WHAT THIS TASK INVOLVES:
Copy each line exactly.

[Labeled-object pointing entries]
━━━━

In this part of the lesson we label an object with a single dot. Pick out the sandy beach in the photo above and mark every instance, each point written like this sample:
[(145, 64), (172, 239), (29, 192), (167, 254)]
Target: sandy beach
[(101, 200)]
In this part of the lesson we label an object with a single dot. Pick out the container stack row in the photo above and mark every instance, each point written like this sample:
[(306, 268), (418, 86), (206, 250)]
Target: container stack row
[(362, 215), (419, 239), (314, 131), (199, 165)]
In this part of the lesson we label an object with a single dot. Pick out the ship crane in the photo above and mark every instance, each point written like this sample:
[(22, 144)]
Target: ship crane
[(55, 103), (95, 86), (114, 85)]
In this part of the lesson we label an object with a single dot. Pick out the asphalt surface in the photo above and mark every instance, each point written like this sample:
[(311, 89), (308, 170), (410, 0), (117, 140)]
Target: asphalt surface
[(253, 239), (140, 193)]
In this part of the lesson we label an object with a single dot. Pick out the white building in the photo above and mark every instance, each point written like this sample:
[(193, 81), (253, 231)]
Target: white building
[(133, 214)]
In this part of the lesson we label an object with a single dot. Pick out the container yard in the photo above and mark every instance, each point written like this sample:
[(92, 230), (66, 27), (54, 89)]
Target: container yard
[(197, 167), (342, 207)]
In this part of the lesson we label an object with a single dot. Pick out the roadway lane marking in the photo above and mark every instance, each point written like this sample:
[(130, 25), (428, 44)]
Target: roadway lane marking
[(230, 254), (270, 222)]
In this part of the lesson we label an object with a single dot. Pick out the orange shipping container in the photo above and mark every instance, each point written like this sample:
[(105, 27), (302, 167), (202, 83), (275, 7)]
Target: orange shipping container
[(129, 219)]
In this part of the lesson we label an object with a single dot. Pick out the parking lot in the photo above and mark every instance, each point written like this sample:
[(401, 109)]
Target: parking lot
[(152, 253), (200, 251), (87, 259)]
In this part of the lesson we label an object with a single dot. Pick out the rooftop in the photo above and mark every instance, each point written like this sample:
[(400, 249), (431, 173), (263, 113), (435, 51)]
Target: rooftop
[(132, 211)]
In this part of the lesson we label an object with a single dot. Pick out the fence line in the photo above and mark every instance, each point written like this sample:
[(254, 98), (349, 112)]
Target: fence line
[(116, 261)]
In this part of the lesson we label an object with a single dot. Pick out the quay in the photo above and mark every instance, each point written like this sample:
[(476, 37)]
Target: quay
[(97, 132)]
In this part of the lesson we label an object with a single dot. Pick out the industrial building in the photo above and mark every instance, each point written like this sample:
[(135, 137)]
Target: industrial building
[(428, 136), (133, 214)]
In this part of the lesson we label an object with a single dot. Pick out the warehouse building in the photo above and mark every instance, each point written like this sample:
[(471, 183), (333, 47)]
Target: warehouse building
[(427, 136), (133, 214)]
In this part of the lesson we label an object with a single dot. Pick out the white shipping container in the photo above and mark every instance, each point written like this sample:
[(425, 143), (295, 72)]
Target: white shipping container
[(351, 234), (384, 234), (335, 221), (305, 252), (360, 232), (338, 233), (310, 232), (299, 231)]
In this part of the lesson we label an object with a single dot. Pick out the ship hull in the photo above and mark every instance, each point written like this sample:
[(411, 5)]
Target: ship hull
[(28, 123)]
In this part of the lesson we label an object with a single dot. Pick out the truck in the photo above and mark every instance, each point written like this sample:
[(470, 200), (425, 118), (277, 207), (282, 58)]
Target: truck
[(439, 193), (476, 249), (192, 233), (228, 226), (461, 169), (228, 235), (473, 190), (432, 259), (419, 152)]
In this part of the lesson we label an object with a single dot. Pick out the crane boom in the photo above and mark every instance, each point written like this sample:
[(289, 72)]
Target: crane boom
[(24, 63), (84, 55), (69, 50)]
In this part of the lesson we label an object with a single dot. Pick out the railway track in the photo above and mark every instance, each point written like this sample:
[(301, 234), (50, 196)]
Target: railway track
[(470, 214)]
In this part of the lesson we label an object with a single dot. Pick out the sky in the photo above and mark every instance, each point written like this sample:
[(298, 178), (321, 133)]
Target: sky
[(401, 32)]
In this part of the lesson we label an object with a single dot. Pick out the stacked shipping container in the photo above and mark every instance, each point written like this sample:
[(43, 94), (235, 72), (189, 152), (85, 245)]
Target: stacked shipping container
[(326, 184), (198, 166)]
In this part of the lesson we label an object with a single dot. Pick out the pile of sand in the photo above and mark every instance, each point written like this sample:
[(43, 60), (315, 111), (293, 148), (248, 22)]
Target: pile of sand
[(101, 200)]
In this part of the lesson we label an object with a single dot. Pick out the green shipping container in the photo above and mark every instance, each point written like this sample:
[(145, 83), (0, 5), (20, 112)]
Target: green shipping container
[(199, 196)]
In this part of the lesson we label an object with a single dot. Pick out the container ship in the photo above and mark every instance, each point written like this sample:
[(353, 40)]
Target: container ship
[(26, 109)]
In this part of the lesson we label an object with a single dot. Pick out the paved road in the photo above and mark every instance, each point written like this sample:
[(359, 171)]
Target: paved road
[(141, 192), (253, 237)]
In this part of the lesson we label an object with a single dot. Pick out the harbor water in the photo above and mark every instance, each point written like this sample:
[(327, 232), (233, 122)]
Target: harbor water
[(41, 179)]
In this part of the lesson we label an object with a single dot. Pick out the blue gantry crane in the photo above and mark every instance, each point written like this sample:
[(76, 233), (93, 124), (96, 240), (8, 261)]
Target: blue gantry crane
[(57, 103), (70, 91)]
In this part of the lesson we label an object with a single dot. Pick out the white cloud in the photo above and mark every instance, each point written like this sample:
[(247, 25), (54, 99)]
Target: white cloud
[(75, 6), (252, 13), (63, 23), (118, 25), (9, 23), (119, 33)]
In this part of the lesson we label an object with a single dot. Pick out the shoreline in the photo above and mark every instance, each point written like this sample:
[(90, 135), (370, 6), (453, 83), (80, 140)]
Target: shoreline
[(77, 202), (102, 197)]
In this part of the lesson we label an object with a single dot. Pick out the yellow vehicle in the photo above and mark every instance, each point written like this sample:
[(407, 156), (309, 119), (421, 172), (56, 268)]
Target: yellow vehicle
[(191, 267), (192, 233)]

━━━━

COMPLETE RESPONSE:
In this part of the lesson we label an object with a single dot. Pick out the sandy beach in the photo above and mark every instance, each point written like this sample:
[(145, 64), (172, 239), (29, 192), (167, 254)]
Target: sandy beach
[(101, 200)]
In this part of the lesson we label an object with a single dot. Pick out the container stack row in the photo above and mark every instance, each point written like this sample:
[(306, 268), (418, 86), (206, 250)]
Target: container stack row
[(362, 215), (419, 239), (314, 131), (199, 165)]
In this part of the lesson we label an object with a single dot. Pick out the ship crane in the photo above and mark every instance, each point written like this sample:
[(22, 144)]
Target: ship crane
[(55, 103), (95, 86), (114, 85)]
In this part of the lesson we label an object with a single dot. Pick out the asphalt surface in the photo above and mark every instance, each point written like this sample:
[(311, 89), (308, 170), (410, 0), (117, 140)]
Target: asphalt surface
[(253, 239), (140, 193)]
In this part of the lesson we label an object with a single dot. Pick out the white building in the photo above and mark every instance, each point written like this sample:
[(193, 81), (253, 231)]
Target: white building
[(133, 214)]
In this part of the lesson we label an object with a single dot. Pick out the container yard in the photo above and mark every instance, each point written like this sample:
[(92, 230), (66, 27), (54, 89)]
Target: container yard
[(197, 167), (342, 207)]
In this part of the lesson we label an object with a single dot. Pick out the roadway lane marking in the photo above and mark every instance, each point written like this sample:
[(130, 25), (428, 44)]
Target: roadway lane marking
[(230, 254), (270, 222)]
In this part of the lesson we label an object with a single dot. Pick out the orange shipping container in the photo above and mark every instance, each point written like this sample:
[(105, 27), (302, 167), (202, 83), (275, 7)]
Target: orange shipping container
[(129, 219)]
In this part of the lesson we label an object with a single dot. Pick out the parking lot in the photo above and mark every instance, each point written like this sample:
[(401, 109)]
Target: parking lot
[(152, 253), (200, 251), (87, 259)]
In this part of the lesson we label an object with a single dot. Pick out the rooftop in the photo above and mark every instance, each point written like this sample:
[(400, 249), (431, 173), (263, 113), (435, 51)]
Target: rooftop
[(132, 211)]
In this part of the lesson we label an object with a single dot. Pick out the fence line in the photo above and mark every instance, each point written like this sample:
[(254, 98), (349, 112)]
Target: fence line
[(116, 261)]
In this part of the lesson we label an object with a single dot. Pick out the quay in the photo above and mark every instance, each point written like this sample:
[(476, 37)]
Target: quay
[(97, 132)]
In this part of the lesson we label an object with a single dot. Pick out the industrial building in the photo above and mark every instance, each point written like this sample:
[(135, 137)]
Target: industrial building
[(428, 136), (133, 214)]
In this part of the lesson we label an object with a single dot. Pick out the warehouse building in the photo above and mark every instance, each point written like this sample:
[(471, 183), (333, 47)]
Target: warehouse building
[(427, 136), (133, 214)]
In this part of the lesson we label an object with a single dot. Pick out the white shipping container in the photo above and mark every instance, each point written like this sample:
[(425, 143), (295, 72)]
Target: white shipping container
[(351, 234), (384, 234), (335, 221), (305, 252), (360, 232), (338, 233), (310, 232), (299, 231)]
In this part of the lesson we label an object with a single dot. Pick out the ship hull in the photo above and mark every instance, each point written like this sample:
[(411, 5)]
Target: ship hull
[(28, 123)]
In this part of the lesson we label an object with a single dot. Pick out the truck in the photo above and mark every instance, each point written like this sample:
[(470, 200), (425, 118), (277, 207), (282, 58)]
Target: truck
[(439, 193), (476, 249), (192, 233), (228, 226), (461, 169), (228, 235), (473, 190), (432, 259), (419, 152)]
In this part of the lesson we label an object with a single dot. Pick out the crane boom in the photo above and mark every instance, each point written like this sample:
[(289, 72)]
Target: crane boom
[(24, 63), (84, 55), (69, 50)]
In this part of the lesson we label an object with a single dot. Pick out the railway track in the photo above and mark every instance, each point written like this sample:
[(301, 234), (50, 196)]
Target: railway track
[(470, 214)]
In this part of the lesson we label an object with a single dot. Pick out the sky in the photo above and mark every instance, each point written like this sample:
[(298, 178), (321, 133)]
Target: sky
[(401, 32)]
In this part of the lesson we label an object with a single dot. Pick out the stacked shipping container in the photo above and mark every instance, each point written like this sample:
[(43, 94), (235, 72), (189, 152), (85, 245)]
Target: stacked shipping container
[(326, 184), (198, 166)]
In this part of the lesson we label an object with a single dot. Pick out the pile of sand in the photo above and mark every instance, each point written like this sample:
[(43, 60), (315, 111), (293, 148), (248, 22)]
Target: pile of sand
[(101, 200)]
In this part of the lesson we label an object with a single dot. Pick out the green shipping container in the photo above and mark every instance, each point written like this sample:
[(145, 83), (0, 5), (20, 112)]
Target: green shipping container
[(199, 196)]
In this part of the lesson we label an object with a single dot. Pick out the container ship in the photo above and mark every instance, each point written like this sample:
[(353, 40)]
Target: container ship
[(26, 109)]
In this part of the lesson we label an object with a single dot. Pick out the paved road in the photo above and mark every instance, each point written like this sample:
[(359, 171)]
Target: paved road
[(141, 192), (253, 237)]
In this part of the lesson we label an object with a single dot. Pick out the harbor water in the photo above and mark every instance, each point written like this sample:
[(327, 232), (233, 122)]
Target: harbor water
[(41, 179)]
In this part of the lesson we label an object with a single dot. Pick out the blue gantry crane in the photo above and mark every instance, each point written like this sample:
[(76, 233), (93, 124), (96, 240), (8, 261)]
Target: blue gantry crane
[(57, 103), (70, 91)]
In this part of the lesson we label an object with a single dot. Pick out the white cloud in the photo above and mark every instance, each point written like this sample:
[(247, 25), (54, 99)]
Target: white cloud
[(75, 6), (252, 13), (63, 23), (118, 25), (9, 23), (119, 33)]
In this part of the lesson we label an object with a single dot. Pick out the shoreline in the photo above and mark every instance, each point written like this sample:
[(90, 135), (370, 6), (453, 83), (80, 140)]
Target: shoreline
[(77, 202), (102, 197)]
In this part of the lesson we label an object with a single dot. Pick out the yellow vehicle in the photo above and mark every instance, each point written like this sample:
[(407, 156), (309, 119), (421, 172), (56, 268)]
Target: yellow vehicle
[(191, 267), (192, 233)]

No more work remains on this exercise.